> **EXERCISE PROMPT**:
Answer these questions from the passage on EffiBench results:
(a) What kind of resource does the passage say the dataset is?
(b) What Pass@1 score did Qwen2.5-Coder-14B reach with EffiInstruct?
(c) Which thesis of the paper do the results directly validate?

PASSAGE TO READ Start Marker

This indicates that the dataset is not a small, single-language sample, but rather a cross-lingual resource capable of supporting SFT for medium-to-large models.

Main Results (EffiBench)¶

Model	Pass@1 (Original)	Pass@1 (+EffiInstruct)	ET Improvement
Qwen2.5-Coder-7B-Instruct	44.8	57.7	0.31s -> 0.16s (-48.4%)
Qwen2.5-Coder-14B	57.5	63.6	0.36s -> 0.15s (-58.3%)
Qwen2.5-Coder-7B	50.1	57.3	0.26s -> 0.17s (-34.6%)
DeepSeek-Coder-6.7B-Instruct	44.4	51.7	0.34s -> 0.22s (-35.3%)
CodeLlama-7B	15.0	17.6	0.24s -> 0.20s (-16.7%)

Two key observations can be made: - Accuracy increases (overall improvement in pass@1). - Efficiency metrics decrease (significant reduction in ET/TMU).

This directly validates the paper's thesis that correctness and efficiency can be optimized simultaneously.

PASSAGE TO READ End Marker
SUPPLIED INFORMATION Start Marker

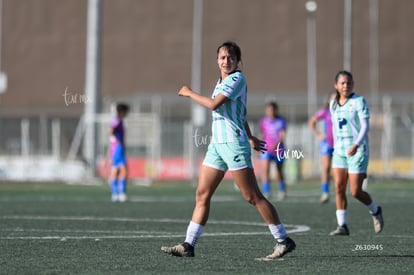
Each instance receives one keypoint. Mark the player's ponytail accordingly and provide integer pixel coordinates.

SUPPLIED INFORMATION End Marker

> **WRITTEN SOLUTION**:
(a) A cross-lingual resource capable of supporting SFT for medium-to-large models, not a small, single-language sample.
(b) 63.6.
(c) That correctness and efficiency can be optimized simultaneously.